**Input data:**
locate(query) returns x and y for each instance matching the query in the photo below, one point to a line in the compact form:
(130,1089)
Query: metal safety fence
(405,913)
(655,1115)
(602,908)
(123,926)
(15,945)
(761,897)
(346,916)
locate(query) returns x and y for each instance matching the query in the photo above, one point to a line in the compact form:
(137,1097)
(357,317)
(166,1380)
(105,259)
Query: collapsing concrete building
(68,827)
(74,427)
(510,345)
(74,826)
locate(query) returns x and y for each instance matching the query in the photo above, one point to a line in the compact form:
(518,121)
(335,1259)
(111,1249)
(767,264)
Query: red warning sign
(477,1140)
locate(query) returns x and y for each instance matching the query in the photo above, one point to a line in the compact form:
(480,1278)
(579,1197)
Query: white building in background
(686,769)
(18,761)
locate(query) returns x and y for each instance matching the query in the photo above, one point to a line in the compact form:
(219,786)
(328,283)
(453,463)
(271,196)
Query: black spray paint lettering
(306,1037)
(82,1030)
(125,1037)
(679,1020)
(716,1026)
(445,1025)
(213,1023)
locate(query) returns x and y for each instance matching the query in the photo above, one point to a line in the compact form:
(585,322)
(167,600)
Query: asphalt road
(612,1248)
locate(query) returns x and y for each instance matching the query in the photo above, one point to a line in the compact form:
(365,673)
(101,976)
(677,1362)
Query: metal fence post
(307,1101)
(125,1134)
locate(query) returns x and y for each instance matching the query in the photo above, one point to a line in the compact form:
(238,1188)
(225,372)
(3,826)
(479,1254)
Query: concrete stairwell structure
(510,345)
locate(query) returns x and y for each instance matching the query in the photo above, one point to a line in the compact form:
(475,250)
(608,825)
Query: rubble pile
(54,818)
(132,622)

**Short task:** Your task is to repeat each line of the material exactly.

**Answer to the task:**
locate(query) returns x and y for each instance matching the query in the photo below, one point to a line in the compact form:
(130,1089)
Query: metal safety fence
(405,913)
(655,1115)
(602,908)
(123,926)
(15,945)
(761,897)
(346,916)
locate(query) returns x and y for each instance matching the query in the photo above, one point to a line in the compact form:
(137,1097)
(357,317)
(166,1380)
(105,259)
Query: collapsing concrete building
(68,827)
(74,427)
(510,345)
(74,826)
locate(query) returns x and y for each instance matching the query in the photo above, one point to a line in the compact form:
(518,121)
(335,1259)
(111,1249)
(767,264)
Query: red warning sign
(477,1140)
locate(query) returns x and y for each instance matching the query in the photo above, one point to a line in the compact form:
(480,1278)
(579,1197)
Query: white building in background
(686,769)
(18,761)
locate(query) returns x and y for each instance matching the query in the photo above, one point to a line in the compact form:
(219,786)
(328,283)
(453,463)
(271,196)
Query: black spray paint lettering
(306,1037)
(82,1030)
(125,1037)
(679,1020)
(716,1026)
(445,1025)
(213,1023)
locate(query) returns x and y for each instance matching the query in the photo above, one point to a line in the compact form:
(585,322)
(167,600)
Query: asphalt road
(612,1248)
locate(query) returns x and y for each instance matching the query in the photo above, one point to a line in the compact form:
(365,673)
(101,976)
(677,1362)
Query: metal fence post
(307,1101)
(125,1134)
locate(query) returns x and y for each instance matching the query in the photo above, one point to a line in the compact form:
(238,1188)
(225,372)
(3,826)
(479,1254)
Query: concrete stairwell structure
(510,345)
locate(query) returns x and y for each instance matching the query in the photo above, one point to a line in the compact form:
(475,250)
(608,825)
Query: rubble pile
(54,818)
(132,622)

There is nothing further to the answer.